==== Records ====

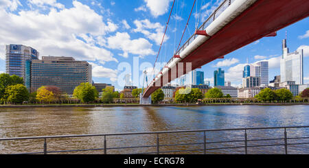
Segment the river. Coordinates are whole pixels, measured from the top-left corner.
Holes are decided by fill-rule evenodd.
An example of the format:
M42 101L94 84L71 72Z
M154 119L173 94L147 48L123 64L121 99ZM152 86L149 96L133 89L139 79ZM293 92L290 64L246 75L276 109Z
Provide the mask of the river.
M294 125L309 125L309 106L0 108L0 138ZM295 136L309 136L309 129L288 130L288 137ZM248 132L249 139L282 136L282 130ZM160 142L162 144L203 142L203 137L201 133L176 134L161 136ZM243 132L211 132L207 136L207 141L242 139ZM306 140L301 142L306 142ZM102 148L102 137L68 138L49 140L47 147L49 151ZM275 141L273 143L277 142ZM42 152L43 143L41 140L0 141L0 154ZM156 137L154 135L114 136L107 139L107 144L108 147L150 145L156 144ZM207 147L216 147L216 145L209 144ZM200 149L201 146L193 147ZM161 150L168 151L170 147L162 147ZM176 149L187 149L184 146L174 147ZM137 152L153 151L155 151L154 147L139 149ZM110 149L108 153L130 154L136 152L131 149ZM243 152L243 148L237 148L211 150L207 154L242 154ZM251 147L248 152L251 154L283 154L284 148L283 146ZM73 152L102 153L102 150ZM185 154L201 153L203 152ZM309 145L291 145L288 153L308 154Z

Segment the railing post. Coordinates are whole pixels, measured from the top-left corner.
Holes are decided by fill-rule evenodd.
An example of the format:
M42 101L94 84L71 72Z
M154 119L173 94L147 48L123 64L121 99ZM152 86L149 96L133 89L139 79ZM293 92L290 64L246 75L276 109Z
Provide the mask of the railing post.
M106 152L106 135L104 135L104 154L107 154L107 152Z
M286 135L286 128L284 128L284 151L288 154L288 136Z
M159 150L159 134L157 134L157 154L159 154L160 153Z
M247 144L247 130L244 130L244 154L248 154L248 144Z
M46 138L44 139L44 154L47 154L47 143L46 143Z
M204 131L204 154L206 154L206 132Z

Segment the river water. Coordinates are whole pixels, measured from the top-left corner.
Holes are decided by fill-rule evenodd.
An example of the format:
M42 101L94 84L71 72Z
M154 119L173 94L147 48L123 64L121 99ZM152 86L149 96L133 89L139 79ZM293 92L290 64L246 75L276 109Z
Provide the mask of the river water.
M309 106L214 106L96 108L0 108L0 138L167 130L309 125ZM288 129L288 137L309 136L309 129ZM283 138L283 130L249 130L248 139ZM244 131L207 133L207 141L243 140ZM161 134L160 144L203 143L203 133ZM154 145L155 135L114 136L107 147ZM288 143L309 142L309 139ZM283 140L248 145L282 144ZM207 144L207 148L243 146L244 143ZM203 145L161 147L161 152L199 149ZM47 140L47 150L103 148L102 137ZM42 140L0 141L0 154L42 152ZM108 154L155 152L155 147L108 149ZM70 154L102 154L102 150ZM209 150L207 154L243 154L244 148ZM255 147L249 154L284 154L284 147ZM289 154L309 154L308 145L288 146ZM59 153L67 154L67 153ZM171 153L175 154L175 153ZM176 154L203 154L203 151Z

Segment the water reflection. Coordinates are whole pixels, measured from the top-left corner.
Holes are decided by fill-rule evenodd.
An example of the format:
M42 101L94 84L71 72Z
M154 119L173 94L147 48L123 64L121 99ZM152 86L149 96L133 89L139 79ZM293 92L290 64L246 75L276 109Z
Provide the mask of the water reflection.
M309 125L307 106L184 106L184 107L95 107L95 108L1 108L0 136L20 137L60 134L87 134L115 132L154 132L179 130L220 129L251 127ZM288 137L309 136L308 129L288 130ZM263 130L248 132L249 139L282 138L282 130ZM207 134L207 142L243 140L244 132L220 132ZM306 140L306 139L305 139ZM305 142L306 141L298 141ZM172 145L202 143L203 133L159 135L160 144ZM296 141L290 141L294 143ZM108 137L108 147L154 145L155 135L132 135ZM282 141L268 142L282 143ZM42 152L41 140L0 142L0 153ZM95 149L103 147L102 137L71 138L49 140L49 151L60 149ZM255 145L250 142L249 145ZM242 146L244 143L225 143L224 147ZM218 147L207 144L209 148ZM291 145L289 153L309 153L308 145ZM249 153L283 154L282 146L251 147ZM191 147L202 149L203 145ZM162 147L161 151L187 149L185 145ZM108 153L130 154L155 152L155 147L139 149L110 149ZM76 152L76 154L102 154L102 150ZM203 151L186 153L203 153ZM208 151L207 154L242 154L243 148Z

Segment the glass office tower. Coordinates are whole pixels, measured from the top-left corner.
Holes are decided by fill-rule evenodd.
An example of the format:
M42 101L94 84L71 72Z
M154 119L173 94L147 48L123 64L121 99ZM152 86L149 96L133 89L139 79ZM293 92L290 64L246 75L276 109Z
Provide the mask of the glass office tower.
M304 84L303 49L289 53L286 39L282 43L282 57L280 60L281 82L295 81L295 84Z
M31 62L31 92L54 86L69 95L81 83L92 84L91 65L71 57L43 57Z
M214 86L225 86L225 71L220 68L214 71Z
M204 72L196 71L196 85L204 84Z
M27 46L22 45L5 45L5 68L10 75L21 77L25 82L26 62L38 60L38 52Z

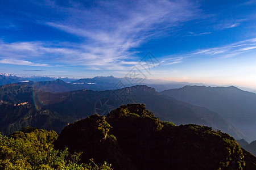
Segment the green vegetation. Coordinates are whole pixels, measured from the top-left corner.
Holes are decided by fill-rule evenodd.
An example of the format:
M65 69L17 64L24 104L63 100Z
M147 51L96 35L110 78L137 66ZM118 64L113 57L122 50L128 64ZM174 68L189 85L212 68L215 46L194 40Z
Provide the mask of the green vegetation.
M71 154L68 148L53 149L56 132L24 128L7 137L0 134L0 169L111 169L106 163L100 167L79 164L82 152Z

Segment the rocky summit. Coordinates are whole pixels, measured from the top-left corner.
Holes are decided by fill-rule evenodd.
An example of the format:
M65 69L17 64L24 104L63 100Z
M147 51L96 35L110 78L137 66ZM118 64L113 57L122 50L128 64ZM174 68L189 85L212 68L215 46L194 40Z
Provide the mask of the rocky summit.
M160 121L143 104L122 105L106 117L94 114L70 124L54 146L82 152L81 163L93 158L113 169L256 169L255 157L228 134Z

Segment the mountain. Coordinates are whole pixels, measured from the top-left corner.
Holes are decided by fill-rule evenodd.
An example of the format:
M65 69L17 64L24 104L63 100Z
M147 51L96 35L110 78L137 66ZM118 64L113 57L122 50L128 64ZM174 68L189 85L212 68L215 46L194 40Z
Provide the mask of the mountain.
M122 105L108 116L92 115L69 124L55 149L81 152L114 169L254 169L256 158L228 134L193 124L162 122L145 106ZM89 159L88 159L89 158Z
M16 83L23 80L23 79L16 76L13 76L9 74L0 73L0 86Z
M62 83L60 80L59 82ZM236 138L247 139L235 126L226 121L218 113L205 108L192 105L162 95L154 88L146 86L135 86L115 91L94 91L84 89L53 94L39 90L27 83L22 83L0 87L0 100L13 105L28 103L31 108L40 113L50 112L54 113L49 114L51 118L56 119L63 124L72 123L76 120L84 118L93 113L106 115L112 109L122 104L144 103L161 120L171 121L176 125L196 124L209 126L228 133ZM4 107L7 107L7 105L3 105ZM18 108L14 108L18 110ZM3 116L8 117L9 112L4 111L3 109L2 110L1 114ZM21 112L20 114L23 115L23 119L26 117L26 112ZM13 121L3 122L3 126L8 127L11 124L20 124L18 121L19 117L14 116L10 118ZM69 121L67 122L67 120ZM50 126L51 121L49 124ZM62 123L60 124L63 125ZM37 127L42 128L40 126ZM61 128L58 126L53 130L59 132L60 128L63 128L64 126Z
M256 94L234 86L185 86L161 92L219 113L238 127L250 139L256 139Z
M166 89L176 88L184 87L187 85L204 85L202 83L191 83L188 82L177 82L163 80L147 79L141 78L124 77L115 78L113 75L109 76L96 76L93 78L80 79L72 82L73 83L93 83L98 86L98 89L88 88L92 90L117 90L135 85L146 85L155 88L157 91L162 91ZM121 84L121 86L117 84Z
M249 144L246 146L245 148L253 154L254 156L256 155L256 141L251 142Z
M61 79L66 82L71 82L77 80L75 78L68 78L67 77L53 78L46 76L18 76L10 74L0 73L0 86L19 83L20 82L42 82L42 81L54 81L57 79Z
M250 144L243 139L237 140L236 141L241 147L245 148L254 156L256 155L256 141L251 142Z
M84 84L73 84L66 83L60 79L57 79L54 81L20 82L16 84L20 86L31 86L36 89L36 90L52 93L82 90L86 88L86 85Z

====

◆ Task details
Output the part of the data that opens with the line containing "Segment the mountain." and closes with the line containing "M16 83L23 80L23" as a Markdown table with the columns n and Line, numbering each row and omitting blank lines.

◆ Correct output
| n | Line |
|---|---|
| 1 | Segment the mountain. Coordinates are whole pixels, measured from the top-left corner. |
| 2 | Holes are decided by fill-rule evenodd. |
| 3 | An example of the format: |
| 4 | M65 69L17 64L24 104L63 100Z |
| 5 | M147 51L96 35L110 78L137 66ZM118 64L113 57L122 50L128 64ZM174 68L189 85L212 68L215 46L194 40Z |
| 6 | Provide the mask of the mountain. |
| 7 | M122 105L108 116L92 115L69 124L55 149L81 152L114 169L254 169L256 158L228 134L193 124L162 122L145 106ZM89 159L88 159L89 158Z |
| 8 | M16 83L23 80L23 79L16 76L13 76L9 74L0 73L0 86Z |